___ Listed entries
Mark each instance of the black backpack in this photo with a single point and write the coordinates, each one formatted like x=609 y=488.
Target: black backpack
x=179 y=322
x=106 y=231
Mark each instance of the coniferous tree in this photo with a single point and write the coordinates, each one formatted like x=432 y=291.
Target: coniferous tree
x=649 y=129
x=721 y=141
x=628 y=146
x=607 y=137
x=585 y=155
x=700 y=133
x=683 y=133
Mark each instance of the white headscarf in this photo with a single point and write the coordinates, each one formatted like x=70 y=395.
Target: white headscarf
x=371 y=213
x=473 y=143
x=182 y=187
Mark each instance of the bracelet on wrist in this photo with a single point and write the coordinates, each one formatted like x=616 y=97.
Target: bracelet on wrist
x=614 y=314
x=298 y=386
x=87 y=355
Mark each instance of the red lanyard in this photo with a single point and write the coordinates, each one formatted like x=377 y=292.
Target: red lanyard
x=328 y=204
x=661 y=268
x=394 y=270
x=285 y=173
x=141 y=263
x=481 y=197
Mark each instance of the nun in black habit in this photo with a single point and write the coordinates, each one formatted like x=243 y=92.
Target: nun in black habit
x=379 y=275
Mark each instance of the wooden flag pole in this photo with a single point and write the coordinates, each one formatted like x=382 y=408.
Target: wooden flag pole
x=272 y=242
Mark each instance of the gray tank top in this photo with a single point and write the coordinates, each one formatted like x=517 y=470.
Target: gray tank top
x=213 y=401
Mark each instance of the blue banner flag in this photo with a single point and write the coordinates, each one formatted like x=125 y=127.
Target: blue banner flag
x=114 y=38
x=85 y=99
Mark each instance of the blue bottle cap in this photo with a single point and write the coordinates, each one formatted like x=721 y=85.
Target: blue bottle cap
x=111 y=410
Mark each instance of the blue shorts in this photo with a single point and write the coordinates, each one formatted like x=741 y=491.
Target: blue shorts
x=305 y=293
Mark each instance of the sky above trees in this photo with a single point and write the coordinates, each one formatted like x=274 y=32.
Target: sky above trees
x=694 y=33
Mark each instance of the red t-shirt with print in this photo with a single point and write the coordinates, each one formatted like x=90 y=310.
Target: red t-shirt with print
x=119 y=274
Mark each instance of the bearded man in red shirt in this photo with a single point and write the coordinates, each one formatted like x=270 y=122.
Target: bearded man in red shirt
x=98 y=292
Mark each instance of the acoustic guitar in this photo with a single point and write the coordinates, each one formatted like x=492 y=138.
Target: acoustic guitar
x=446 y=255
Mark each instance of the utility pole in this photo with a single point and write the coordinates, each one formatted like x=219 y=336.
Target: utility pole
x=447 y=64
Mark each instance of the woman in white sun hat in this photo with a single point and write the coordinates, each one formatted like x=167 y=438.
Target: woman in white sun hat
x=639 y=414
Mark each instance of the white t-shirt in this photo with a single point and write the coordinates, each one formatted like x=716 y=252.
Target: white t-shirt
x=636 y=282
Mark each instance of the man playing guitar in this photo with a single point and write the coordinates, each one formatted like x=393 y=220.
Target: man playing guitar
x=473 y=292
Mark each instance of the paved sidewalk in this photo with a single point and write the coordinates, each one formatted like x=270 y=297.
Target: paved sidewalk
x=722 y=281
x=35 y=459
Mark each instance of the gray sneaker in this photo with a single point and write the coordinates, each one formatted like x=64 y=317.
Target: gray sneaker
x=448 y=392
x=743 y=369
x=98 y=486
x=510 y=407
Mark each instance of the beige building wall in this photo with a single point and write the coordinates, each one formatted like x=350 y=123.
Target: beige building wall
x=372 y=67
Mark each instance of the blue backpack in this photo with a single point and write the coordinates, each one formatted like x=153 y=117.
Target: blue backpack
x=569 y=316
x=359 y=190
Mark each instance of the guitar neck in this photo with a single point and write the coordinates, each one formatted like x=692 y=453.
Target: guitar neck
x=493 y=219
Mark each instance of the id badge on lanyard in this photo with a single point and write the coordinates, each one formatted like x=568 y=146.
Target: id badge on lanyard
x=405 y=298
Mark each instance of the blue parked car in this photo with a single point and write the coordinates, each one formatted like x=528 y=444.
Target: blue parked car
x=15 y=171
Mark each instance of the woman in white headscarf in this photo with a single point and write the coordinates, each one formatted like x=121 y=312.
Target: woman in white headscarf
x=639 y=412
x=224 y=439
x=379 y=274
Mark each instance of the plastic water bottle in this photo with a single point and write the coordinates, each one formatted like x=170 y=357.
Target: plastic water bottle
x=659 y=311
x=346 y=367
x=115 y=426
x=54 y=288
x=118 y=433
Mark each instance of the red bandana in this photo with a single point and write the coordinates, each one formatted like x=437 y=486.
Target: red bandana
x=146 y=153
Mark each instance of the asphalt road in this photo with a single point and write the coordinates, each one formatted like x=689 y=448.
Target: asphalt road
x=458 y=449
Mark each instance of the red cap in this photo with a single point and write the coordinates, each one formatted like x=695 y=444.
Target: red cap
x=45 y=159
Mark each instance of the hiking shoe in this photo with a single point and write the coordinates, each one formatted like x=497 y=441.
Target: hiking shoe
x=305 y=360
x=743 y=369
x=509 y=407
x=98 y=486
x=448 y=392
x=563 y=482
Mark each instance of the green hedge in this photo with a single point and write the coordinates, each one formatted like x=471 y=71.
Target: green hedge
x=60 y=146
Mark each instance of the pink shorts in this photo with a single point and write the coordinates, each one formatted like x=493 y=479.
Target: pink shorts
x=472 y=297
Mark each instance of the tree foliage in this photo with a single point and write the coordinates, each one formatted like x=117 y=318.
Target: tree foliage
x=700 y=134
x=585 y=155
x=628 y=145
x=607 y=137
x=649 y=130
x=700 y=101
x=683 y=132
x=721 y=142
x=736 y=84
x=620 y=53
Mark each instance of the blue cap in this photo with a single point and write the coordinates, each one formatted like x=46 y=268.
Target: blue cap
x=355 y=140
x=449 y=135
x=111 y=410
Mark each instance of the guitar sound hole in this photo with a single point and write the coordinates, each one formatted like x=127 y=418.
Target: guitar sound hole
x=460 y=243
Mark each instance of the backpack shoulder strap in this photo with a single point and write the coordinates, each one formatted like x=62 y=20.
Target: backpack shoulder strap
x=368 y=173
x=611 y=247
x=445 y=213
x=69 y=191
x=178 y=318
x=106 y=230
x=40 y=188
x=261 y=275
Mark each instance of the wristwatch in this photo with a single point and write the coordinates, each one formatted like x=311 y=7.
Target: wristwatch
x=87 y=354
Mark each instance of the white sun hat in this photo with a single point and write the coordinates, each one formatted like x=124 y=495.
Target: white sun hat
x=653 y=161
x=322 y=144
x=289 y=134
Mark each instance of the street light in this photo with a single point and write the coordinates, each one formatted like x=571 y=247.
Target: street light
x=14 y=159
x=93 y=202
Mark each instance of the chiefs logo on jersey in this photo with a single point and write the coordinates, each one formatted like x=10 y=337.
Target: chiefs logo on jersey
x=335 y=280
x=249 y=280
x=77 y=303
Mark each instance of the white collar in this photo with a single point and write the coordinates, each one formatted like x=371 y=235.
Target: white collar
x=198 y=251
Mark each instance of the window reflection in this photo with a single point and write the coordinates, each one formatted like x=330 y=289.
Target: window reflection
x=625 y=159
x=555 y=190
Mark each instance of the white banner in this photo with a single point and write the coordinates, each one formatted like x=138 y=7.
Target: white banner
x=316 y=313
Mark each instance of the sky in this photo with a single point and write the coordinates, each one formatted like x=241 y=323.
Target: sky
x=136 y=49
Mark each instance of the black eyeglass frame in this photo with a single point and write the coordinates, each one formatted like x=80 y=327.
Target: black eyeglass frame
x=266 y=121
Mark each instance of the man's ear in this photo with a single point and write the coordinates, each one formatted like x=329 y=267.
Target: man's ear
______
**About this task**
Each entry above is to be transcribed exactly as it was written.

**Completed exercise**
Mark each instance of the black backpack in this photo with a single point and write the coordinates, each one formatted like x=609 y=488.
Target: black backpack
x=179 y=322
x=106 y=231
Mark each instance of the coniferous tree in this photo with a single point and write the coordinates, each one formatted like x=432 y=291.
Target: coniferous tree
x=649 y=129
x=721 y=141
x=628 y=146
x=607 y=137
x=585 y=155
x=700 y=133
x=683 y=133
Mark each instance of the white headscarf in this photo with a single point and write the coordinates, each one formatted like x=70 y=395.
Target: white headscarf
x=371 y=213
x=473 y=143
x=182 y=187
Mark each instance of the bracelet on wrist in this photo with a single point and write the coordinates, each one formatted like x=616 y=97.
Target: bracelet on wrist
x=614 y=314
x=298 y=386
x=87 y=355
Mark each instance of the red lanyard in this photo with a single point and write the coordinates, each one formatted like x=377 y=292.
Target: red lanyard
x=328 y=204
x=661 y=268
x=394 y=270
x=285 y=173
x=141 y=263
x=481 y=197
Mark each instance of the nun in black habit in this photo with a single point and write the coordinates, each one formatted like x=243 y=92.
Target: nun in black habit
x=379 y=275
Mark each instance of the wooden flag pole in this photo with a single point and write the coordinates, each one formatted like x=382 y=408.
Target: wooden flag pole
x=272 y=242
Mark each instance of the gray tank top in this photo with a single point and write the coordinates, each one formatted like x=517 y=470.
Target: gray tank top
x=213 y=401
Mark each instance of the blue banner flag in this photo with a single point and write the coordinates, each one formatted like x=125 y=127.
Target: blue banner flag
x=114 y=38
x=85 y=99
Mark each instance of the blue bottle cap in this photo with a single point and write the coordinates, each one formatted like x=721 y=85.
Target: blue bottle cap
x=111 y=410
Mark each instance of the blue shorts in this photo with a single point and write the coordinates, each one formatted like x=741 y=491.
Target: blue shorts
x=305 y=293
Mark each instance of the sky above trees in this photo with a single point and write the coordinates, each one formatted like x=274 y=32.
Target: sky above trees
x=694 y=33
Mark each instance of the red t-shirt with print in this photo with a single point and write the coordinates, each one formatted like x=90 y=310.
Target: red t-shirt with print
x=119 y=274
Mark each instance of the bearded man in red shirt in this photo with a single point and write the coordinates, each one formatted like x=270 y=122.
Target: bearded man in red shirt
x=98 y=292
Mark each instance of the acoustic guitar in this photo with a single point and write the coordinates, each one formatted like x=492 y=138.
Target: acoustic guitar
x=446 y=255
Mark each instance of the utility pole in this photo with a single point and write the coordinates, each one formatted like x=219 y=336.
Target: utility pole
x=447 y=64
Mark each instance of the woman in white sun hat in this photo with a single point and write the coordinates, each one formatted like x=167 y=438.
Target: woman in white sun hat
x=639 y=414
Mark each instance of the white t-shirt in this photo with a single point and write the coordinates, each one formatted like x=716 y=252.
Target: white t-shirt
x=636 y=282
Mark each instance of the man playing guitar in this photo with a single point and write the coordinates, each one formatted like x=393 y=220.
Target: man playing guitar
x=473 y=292
Mark each instance of the paved sidewalk in this photo with a single point and write the coordinates, each one formatted like x=270 y=297.
Target: paved sidewalk
x=722 y=281
x=35 y=459
Mark each instance of the gray sneaker in this photo with a single point and write the coordinates, each one formatted like x=64 y=317.
Target: gray sneaker
x=448 y=392
x=743 y=369
x=98 y=486
x=510 y=407
Mark each instance of the beige building wall in this photo with a single point and write the coordinates, each one formatted like x=350 y=123.
Target: beige building wall
x=372 y=67
Mark each instance of the blue backpack in this photo with a single point and write the coordinates, each one formatted like x=153 y=117.
Target: blue backpack
x=569 y=316
x=359 y=190
Mark each instance of the guitar neck in this photo with a single point and write the coordinates, each one formatted like x=692 y=453.
Target: guitar neck
x=493 y=219
Mark each instance of the id badge on lanyard in this photo with a single point and write the coordinates, each one formatted like x=568 y=146.
Target: id badge on lanyard
x=405 y=298
Mark each instance of the blue parked car in this photo with a single point and write the coordinates, each one formatted like x=528 y=444.
Target: blue parked car
x=15 y=171
Mark each instance of the woman in white headscarf in this photo with a single point and write the coordinates, each one formatted like x=121 y=312.
Target: woman in white headscarf
x=639 y=412
x=224 y=439
x=379 y=274
Mark each instance of the plastic water bottle in this photo with a single point and write the coordinates, each one formatted like x=170 y=357.
Target: plastic water bottle
x=659 y=311
x=346 y=367
x=115 y=426
x=54 y=288
x=118 y=433
Mark each instance of the red bandana in this photo with a single point and write the coordinates, each one formatted like x=437 y=486.
Target: red bandana
x=146 y=153
Mark each instance of the asphalt road in this photo with a single point and write the coordinates, each one formatted like x=689 y=448.
Target: asphalt road
x=458 y=449
Mark each instance of the red cap in this photo with a single point and write the coordinates, each one formatted like x=695 y=444.
Target: red cap
x=45 y=159
Mark each instance of the hiking shoe in this photo with a single point and write the coordinates, each one formatted like x=497 y=441.
Target: hiking shoe
x=305 y=360
x=743 y=369
x=509 y=407
x=98 y=486
x=448 y=392
x=563 y=482
Mark each instance of the green hedge in this photo with a single point and write the coordinates, each one formatted like x=471 y=71.
Target: green hedge
x=60 y=146
Mark each instance of the pink shorts in this photo with a single point and write the coordinates, each one formatted like x=493 y=479.
Target: pink shorts
x=472 y=297
Mark each instance of the tree foliage in this photo with a single point and write the coordinates, each one formatted like x=117 y=318.
Target: tree foliage
x=700 y=134
x=585 y=155
x=628 y=145
x=607 y=137
x=649 y=130
x=700 y=101
x=683 y=132
x=721 y=142
x=736 y=84
x=620 y=53
Mark each instance of the blue cap in this photo with a single point and write the coordinates, each one formatted like x=46 y=268.
Target: blue cap
x=355 y=140
x=449 y=135
x=111 y=410
Mark each instance of the guitar sound hole in this photo with a single point and write the coordinates, each one formatted like x=127 y=418.
Target: guitar sound hole
x=460 y=243
Mark each instance of the backpack shoulder strap in this photo with a single point and write the coordinates, each one formatted like x=62 y=20.
Target: backpack shoulder strap
x=368 y=173
x=611 y=247
x=445 y=213
x=69 y=191
x=178 y=318
x=106 y=230
x=40 y=188
x=261 y=275
Mark each instance of the wristwatch in this photo with a single point and write the coordinates, each one formatted like x=311 y=7.
Target: wristwatch
x=87 y=354
Mark each instance of the white sun hat in this photo with a single point and write the coordinates, each one formatted like x=124 y=495.
Target: white sun hat
x=653 y=161
x=322 y=144
x=289 y=134
Mark each instance of the street light in this photo with a single point and write the coordinates, each one formatted like x=571 y=247.
Target: street light
x=14 y=159
x=93 y=202
Mark each instance of the chiefs logo on jersey in this photo with a single point and write the coordinates, each one formatted like x=10 y=337.
Target: chiefs logo on jersey
x=335 y=280
x=249 y=280
x=77 y=303
Mark each instance of the white collar in this photo with a single point and write the coordinates, each one formatted like x=371 y=235.
Target: white collar
x=198 y=251
Mark each instance of the window reflection in this photo with a single point and write the coordinates, each one formatted like x=330 y=289.
Target: window reflection
x=625 y=159
x=555 y=190
Mark each instance of the white banner in this photo with a single point and write the coordinates, each one formatted like x=138 y=7.
Target: white banner
x=316 y=313
Mark each instance of the sky in this photo with a single point and write the coordinates, each one formatted like x=241 y=323.
Target: sky
x=136 y=49
Mark each instance of the black eyeglass frame in this photo with a single point and write the coordinates, each one formatted like x=80 y=327.
Target: black eyeglass frame
x=266 y=121
Mark each instance of the man's ear in this photo with a single point and write the coordinates, each one formatted like x=329 y=267.
Target: man's ear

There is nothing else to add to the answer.